● WORK TASK: Give back every line of the data exactly. Pictures are not part of the copy.

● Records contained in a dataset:
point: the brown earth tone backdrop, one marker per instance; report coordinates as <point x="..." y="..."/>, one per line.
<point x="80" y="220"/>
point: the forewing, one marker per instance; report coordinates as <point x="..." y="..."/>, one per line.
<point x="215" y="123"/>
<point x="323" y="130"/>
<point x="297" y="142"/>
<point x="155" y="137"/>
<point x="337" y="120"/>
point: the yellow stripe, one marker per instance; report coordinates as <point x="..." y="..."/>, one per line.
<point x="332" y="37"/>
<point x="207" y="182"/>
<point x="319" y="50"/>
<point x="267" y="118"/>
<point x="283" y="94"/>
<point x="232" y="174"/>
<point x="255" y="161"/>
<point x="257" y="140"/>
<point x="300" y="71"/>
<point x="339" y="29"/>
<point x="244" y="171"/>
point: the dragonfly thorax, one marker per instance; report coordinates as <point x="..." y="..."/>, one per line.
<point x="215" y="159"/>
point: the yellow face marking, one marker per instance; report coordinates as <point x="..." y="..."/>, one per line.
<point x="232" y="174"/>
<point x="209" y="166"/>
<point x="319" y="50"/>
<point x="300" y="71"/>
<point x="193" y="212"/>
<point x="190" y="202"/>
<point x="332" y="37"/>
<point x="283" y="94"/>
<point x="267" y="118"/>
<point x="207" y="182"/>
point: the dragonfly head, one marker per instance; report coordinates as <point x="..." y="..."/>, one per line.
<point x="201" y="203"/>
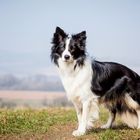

● EXERCISE SOLUTION:
point: the brown earth tone backdrop, one marker per instance; report coordinates as <point x="..." y="..."/>, one per line.
<point x="80" y="220"/>
point: the forewing, one marker per instance; report coordinates as <point x="..." y="..."/>, one per line.
<point x="215" y="123"/>
<point x="323" y="130"/>
<point x="297" y="142"/>
<point x="155" y="137"/>
<point x="337" y="120"/>
point: the yellow stripe, one marker per instance; report coordinates as <point x="..." y="..."/>, one per line.
<point x="332" y="37"/>
<point x="207" y="182"/>
<point x="319" y="50"/>
<point x="267" y="118"/>
<point x="283" y="94"/>
<point x="232" y="174"/>
<point x="255" y="161"/>
<point x="257" y="140"/>
<point x="300" y="71"/>
<point x="339" y="29"/>
<point x="244" y="171"/>
point: the dragonfly thorax, one marker per instance; report coordinates as <point x="..." y="..."/>, one per line.
<point x="215" y="159"/>
point: the yellow face marking, one marker per instance; report coordinates as <point x="..." y="..."/>, one per line.
<point x="232" y="174"/>
<point x="209" y="166"/>
<point x="319" y="50"/>
<point x="300" y="71"/>
<point x="193" y="212"/>
<point x="190" y="202"/>
<point x="332" y="37"/>
<point x="283" y="94"/>
<point x="267" y="118"/>
<point x="207" y="182"/>
point: the dragonfly head, one marker per instance; report coordinates as <point x="..." y="..."/>, one per line.
<point x="201" y="203"/>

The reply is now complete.